══ EXCERTO ══

As letras foram todas escritas por Roger Waters, tornando-o à época no principal mentor dos Pink Floyd que, ao combinar com a excelência de cada um dos membros, fez com que a banda britânica voasse para um estatuto lendário na música rock. As canções já teriam sido compostas há algum tempo e a tour do álbum iniciar-se-ia logo no início de 1972, numa altura em que a gravação em estúdio ainda nem sequer tinha começado. Tal tour, intitulada “The Dark Side of The Moon – A pieced for assorted lunatics“, viria a ser uma espécie de primeiro ensaio ao álbum que estava prestes a ser editado. As canções apresentavam-se ainda num estilo embrionário, mas captariam a atenção do público que ansiava pela gravação de um álbum de originais com o material apresentado em palco. Assim, viria a surgir The Dark Side of The Moon, um álbum que marcaria a década de 70 e que se manteria bem vivo nos anos vindouros. Sobreviveria a toda uma conjuntura de novas variantes no rock que acabariam por dominar as décadas seguintes após o seu lançamento, continuando ainda a ser uma referência musical nos dias de hoje.

Embora em pleno século XXI este seja um álbum audível em qualquer serviço de streaming, em 1973 foi gravado e comercializado em disco vinil. Começando pelo lado A do disco, Speak to Me é a faixa que dá início a The Dark Side of The Moon, tendo sido composta pelo baterista Nick Mason. Trata-se de uma mistura de diversos sons iniciando-se com um batimento cardíaco que rapidamente se mistura com tiquetaques de relógios, efeitos de máquinas registadoras, hélices e risos, introduzindo alguns dos efeitos presentes nas canções futuramente apresentadas. Terminando com um grito interpretado por uma voz feminina, Speak to Me encerra com uma espécie de Big Bang musical, dando a indicação de que uma origem foi assim encontrada.

═══

TAREFA PEDIDA:
Pode transcrever, palavra por palavra, o trecho do excerto sobre o álbum The Dark Side of The Moon que abre com as palavras contendo "Embora em pleno" e fecha com "foi assim encontrada."?

══ DADOS REGISTADOS ══

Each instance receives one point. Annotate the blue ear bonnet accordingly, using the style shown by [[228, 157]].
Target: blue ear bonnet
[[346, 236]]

═══

RESULTADO ESPERADO:
Embora em pleno século XXI este seja um álbum audível em qualquer serviço de streaming, em 1973 foi gravado e comercializado em disco vinil. Começando pelo lado A do disco, Speak to Me é a faixa que dá início a The Dark Side of The Moon, tendo sido composta pelo baterista Nick Mason. Trata-se de uma mistura de diversos sons iniciando-se com um batimento cardíaco que rapidamente se mistura com tiquetaques de relógios, efeitos de máquinas registadoras, hélices e risos, introduzindo alguns dos efeitos presentes nas canções futuramente apresentadas. Terminando com um grito interpretado por uma voz feminina, Speak to Me encerra com uma espécie de Big Bang musical, dando a indicação de que uma origem foi assim encontrada.